* DATA TO EXAMINE
^^^^^^^^

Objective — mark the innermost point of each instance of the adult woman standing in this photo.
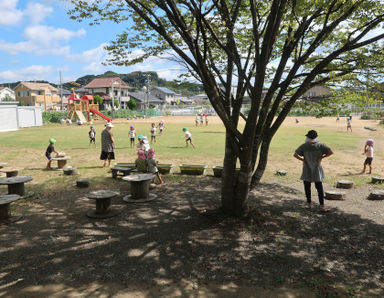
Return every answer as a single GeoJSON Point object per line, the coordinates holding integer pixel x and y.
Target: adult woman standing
{"type": "Point", "coordinates": [311, 153]}
{"type": "Point", "coordinates": [107, 144]}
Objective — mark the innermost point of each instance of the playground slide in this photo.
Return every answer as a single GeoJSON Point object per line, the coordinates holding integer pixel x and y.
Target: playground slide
{"type": "Point", "coordinates": [100, 114]}
{"type": "Point", "coordinates": [81, 117]}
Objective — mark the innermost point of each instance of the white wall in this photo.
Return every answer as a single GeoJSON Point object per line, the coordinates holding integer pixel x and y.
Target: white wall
{"type": "Point", "coordinates": [30, 116]}
{"type": "Point", "coordinates": [8, 117]}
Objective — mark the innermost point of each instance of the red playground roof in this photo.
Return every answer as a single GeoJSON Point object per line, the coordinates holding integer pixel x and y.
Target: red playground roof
{"type": "Point", "coordinates": [87, 97]}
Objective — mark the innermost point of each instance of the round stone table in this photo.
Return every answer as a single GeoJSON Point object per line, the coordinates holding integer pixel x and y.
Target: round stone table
{"type": "Point", "coordinates": [103, 203]}
{"type": "Point", "coordinates": [10, 172]}
{"type": "Point", "coordinates": [5, 208]}
{"type": "Point", "coordinates": [61, 161]}
{"type": "Point", "coordinates": [16, 184]}
{"type": "Point", "coordinates": [139, 188]}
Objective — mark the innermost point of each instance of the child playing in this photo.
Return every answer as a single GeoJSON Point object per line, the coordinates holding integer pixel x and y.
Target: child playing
{"type": "Point", "coordinates": [141, 162]}
{"type": "Point", "coordinates": [132, 134]}
{"type": "Point", "coordinates": [161, 126]}
{"type": "Point", "coordinates": [153, 133]}
{"type": "Point", "coordinates": [49, 151]}
{"type": "Point", "coordinates": [152, 165]}
{"type": "Point", "coordinates": [188, 137]}
{"type": "Point", "coordinates": [92, 136]}
{"type": "Point", "coordinates": [368, 151]}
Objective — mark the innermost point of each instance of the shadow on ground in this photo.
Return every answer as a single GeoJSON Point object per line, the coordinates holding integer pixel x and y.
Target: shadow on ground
{"type": "Point", "coordinates": [177, 246]}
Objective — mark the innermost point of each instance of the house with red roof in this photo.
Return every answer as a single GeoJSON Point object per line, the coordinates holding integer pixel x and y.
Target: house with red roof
{"type": "Point", "coordinates": [108, 88]}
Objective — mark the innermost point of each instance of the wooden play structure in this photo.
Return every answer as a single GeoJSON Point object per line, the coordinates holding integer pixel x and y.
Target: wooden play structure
{"type": "Point", "coordinates": [78, 106]}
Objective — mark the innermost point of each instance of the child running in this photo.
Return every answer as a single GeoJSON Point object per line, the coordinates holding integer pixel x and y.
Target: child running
{"type": "Point", "coordinates": [188, 137]}
{"type": "Point", "coordinates": [161, 127]}
{"type": "Point", "coordinates": [153, 133]}
{"type": "Point", "coordinates": [49, 151]}
{"type": "Point", "coordinates": [132, 134]}
{"type": "Point", "coordinates": [368, 151]}
{"type": "Point", "coordinates": [92, 136]}
{"type": "Point", "coordinates": [152, 165]}
{"type": "Point", "coordinates": [141, 162]}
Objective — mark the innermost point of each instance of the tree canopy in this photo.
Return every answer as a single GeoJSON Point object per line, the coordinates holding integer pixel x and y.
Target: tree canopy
{"type": "Point", "coordinates": [272, 50]}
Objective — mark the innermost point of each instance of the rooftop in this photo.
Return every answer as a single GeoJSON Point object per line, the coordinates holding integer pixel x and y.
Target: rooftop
{"type": "Point", "coordinates": [107, 83]}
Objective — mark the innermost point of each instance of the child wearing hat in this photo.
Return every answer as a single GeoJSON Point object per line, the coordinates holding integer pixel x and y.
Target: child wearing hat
{"type": "Point", "coordinates": [132, 134]}
{"type": "Point", "coordinates": [311, 153]}
{"type": "Point", "coordinates": [368, 151]}
{"type": "Point", "coordinates": [188, 137]}
{"type": "Point", "coordinates": [92, 136]}
{"type": "Point", "coordinates": [152, 165]}
{"type": "Point", "coordinates": [49, 151]}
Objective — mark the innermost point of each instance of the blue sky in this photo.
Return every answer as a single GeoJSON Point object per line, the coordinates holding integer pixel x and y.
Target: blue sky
{"type": "Point", "coordinates": [38, 40]}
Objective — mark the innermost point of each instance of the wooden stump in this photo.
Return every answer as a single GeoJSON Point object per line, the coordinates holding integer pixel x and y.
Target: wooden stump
{"type": "Point", "coordinates": [70, 171]}
{"type": "Point", "coordinates": [5, 210]}
{"type": "Point", "coordinates": [376, 195]}
{"type": "Point", "coordinates": [82, 183]}
{"type": "Point", "coordinates": [344, 184]}
{"type": "Point", "coordinates": [334, 195]}
{"type": "Point", "coordinates": [377, 180]}
{"type": "Point", "coordinates": [281, 172]}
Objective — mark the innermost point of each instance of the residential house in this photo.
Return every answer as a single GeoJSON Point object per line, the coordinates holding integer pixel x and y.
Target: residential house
{"type": "Point", "coordinates": [108, 88]}
{"type": "Point", "coordinates": [168, 96]}
{"type": "Point", "coordinates": [38, 94]}
{"type": "Point", "coordinates": [6, 92]}
{"type": "Point", "coordinates": [141, 100]}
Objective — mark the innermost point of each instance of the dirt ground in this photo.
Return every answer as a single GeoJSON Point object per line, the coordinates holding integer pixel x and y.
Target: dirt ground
{"type": "Point", "coordinates": [181, 245]}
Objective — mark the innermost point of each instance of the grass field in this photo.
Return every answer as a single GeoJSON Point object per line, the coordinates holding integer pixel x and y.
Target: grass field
{"type": "Point", "coordinates": [25, 148]}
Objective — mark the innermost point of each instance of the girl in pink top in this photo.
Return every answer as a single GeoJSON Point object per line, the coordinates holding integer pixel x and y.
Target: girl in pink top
{"type": "Point", "coordinates": [368, 151]}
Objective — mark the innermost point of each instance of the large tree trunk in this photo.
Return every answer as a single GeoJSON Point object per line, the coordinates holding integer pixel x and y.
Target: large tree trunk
{"type": "Point", "coordinates": [235, 188]}
{"type": "Point", "coordinates": [262, 164]}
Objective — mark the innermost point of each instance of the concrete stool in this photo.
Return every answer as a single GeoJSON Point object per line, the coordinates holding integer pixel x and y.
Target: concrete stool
{"type": "Point", "coordinates": [10, 172]}
{"type": "Point", "coordinates": [377, 180]}
{"type": "Point", "coordinates": [376, 195]}
{"type": "Point", "coordinates": [139, 188]}
{"type": "Point", "coordinates": [120, 171]}
{"type": "Point", "coordinates": [281, 172]}
{"type": "Point", "coordinates": [16, 184]}
{"type": "Point", "coordinates": [334, 195]}
{"type": "Point", "coordinates": [344, 184]}
{"type": "Point", "coordinates": [103, 204]}
{"type": "Point", "coordinates": [5, 209]}
{"type": "Point", "coordinates": [82, 182]}
{"type": "Point", "coordinates": [61, 161]}
{"type": "Point", "coordinates": [70, 171]}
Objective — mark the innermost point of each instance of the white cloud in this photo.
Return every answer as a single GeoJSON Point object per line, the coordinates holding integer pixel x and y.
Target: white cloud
{"type": "Point", "coordinates": [37, 12]}
{"type": "Point", "coordinates": [10, 15]}
{"type": "Point", "coordinates": [33, 72]}
{"type": "Point", "coordinates": [42, 40]}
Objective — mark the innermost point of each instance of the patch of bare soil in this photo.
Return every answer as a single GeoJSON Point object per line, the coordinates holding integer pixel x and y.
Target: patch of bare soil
{"type": "Point", "coordinates": [182, 245]}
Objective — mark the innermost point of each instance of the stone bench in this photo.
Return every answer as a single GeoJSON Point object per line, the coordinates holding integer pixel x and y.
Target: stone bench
{"type": "Point", "coordinates": [103, 203]}
{"type": "Point", "coordinates": [376, 195]}
{"type": "Point", "coordinates": [334, 195]}
{"type": "Point", "coordinates": [16, 184]}
{"type": "Point", "coordinates": [344, 184]}
{"type": "Point", "coordinates": [116, 171]}
{"type": "Point", "coordinates": [10, 172]}
{"type": "Point", "coordinates": [376, 179]}
{"type": "Point", "coordinates": [5, 208]}
{"type": "Point", "coordinates": [139, 188]}
{"type": "Point", "coordinates": [61, 161]}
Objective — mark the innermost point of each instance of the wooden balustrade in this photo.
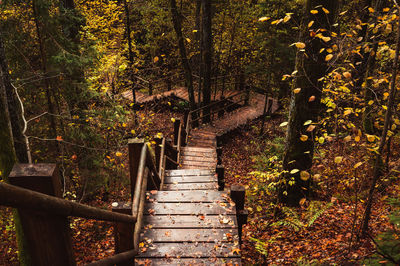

^^^^^^^^

All lines above between those holding "canopy in this photo." and "sky in this photo.", inclusive, must be set down unchanged, and no other line may be included.

* SOLUTION FOR THIS EXERCISE
Objective — mark the innermost point of each instance of the tree canopy in this photo.
Return every answer as a single GeoJSON Point object per line, the coordinates holding integer pixel x and y.
Target: tree canopy
{"type": "Point", "coordinates": [272, 50]}
Objective — mark the innermost point of each instance of the rooftop in this photo.
Return every answer as a single GeoJSON Point object per line, the coordinates holding integer pixel x and y.
Target: rooftop
{"type": "Point", "coordinates": [107, 83]}
Objective — mark the innermost point of each instance of the child wearing hat in this photo.
Return every answer as a single GeoJSON Point object per line, the coordinates holding integer pixel x and y.
Target: child wearing hat
{"type": "Point", "coordinates": [132, 134]}
{"type": "Point", "coordinates": [311, 153]}
{"type": "Point", "coordinates": [368, 151]}
{"type": "Point", "coordinates": [188, 137]}
{"type": "Point", "coordinates": [92, 136]}
{"type": "Point", "coordinates": [152, 165]}
{"type": "Point", "coordinates": [49, 151]}
Objective — mark the innermost point of each instance of the blue sky in this photo.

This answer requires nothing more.